WRITTEN INSTRUCTION » Write out the rows word for word, beginning at the first one and ending with the line that contains "[[529, 406], [499, 267]]", both ends included.

TASK INPUT »
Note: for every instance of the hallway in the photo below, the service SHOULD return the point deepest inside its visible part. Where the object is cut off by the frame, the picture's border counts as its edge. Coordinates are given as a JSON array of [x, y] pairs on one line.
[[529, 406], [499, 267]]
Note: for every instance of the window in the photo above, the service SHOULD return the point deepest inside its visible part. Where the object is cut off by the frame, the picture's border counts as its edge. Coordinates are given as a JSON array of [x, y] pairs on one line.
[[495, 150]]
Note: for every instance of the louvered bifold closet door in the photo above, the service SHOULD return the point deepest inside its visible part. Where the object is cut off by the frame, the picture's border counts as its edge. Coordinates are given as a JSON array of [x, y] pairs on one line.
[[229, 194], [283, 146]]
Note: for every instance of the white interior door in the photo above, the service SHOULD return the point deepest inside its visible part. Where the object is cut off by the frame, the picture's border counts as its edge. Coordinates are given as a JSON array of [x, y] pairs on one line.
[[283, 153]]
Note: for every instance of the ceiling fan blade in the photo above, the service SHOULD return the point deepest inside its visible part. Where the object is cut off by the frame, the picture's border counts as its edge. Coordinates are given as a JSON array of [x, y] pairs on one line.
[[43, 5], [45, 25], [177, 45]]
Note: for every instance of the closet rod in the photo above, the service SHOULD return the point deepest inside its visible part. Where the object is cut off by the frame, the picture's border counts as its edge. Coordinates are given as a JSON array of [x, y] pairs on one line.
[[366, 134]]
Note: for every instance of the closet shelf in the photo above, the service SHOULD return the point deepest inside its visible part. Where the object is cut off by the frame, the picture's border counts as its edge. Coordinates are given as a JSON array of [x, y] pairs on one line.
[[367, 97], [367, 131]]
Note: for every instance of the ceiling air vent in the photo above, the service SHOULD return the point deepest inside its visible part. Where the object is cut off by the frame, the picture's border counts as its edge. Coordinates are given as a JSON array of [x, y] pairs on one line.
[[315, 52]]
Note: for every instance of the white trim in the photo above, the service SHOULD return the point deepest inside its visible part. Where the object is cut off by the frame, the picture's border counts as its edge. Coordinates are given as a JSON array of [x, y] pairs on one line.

RESPONSE BELOW »
Note: for every instance of the hallway in the photo below, the service SHOULD return the point deepest inside its visible part. Where the object is cut off by the frame, the picture's border counts as its edge. Coordinates are given as a JSON array of [x, y] pairs on one line.
[[529, 406], [499, 267]]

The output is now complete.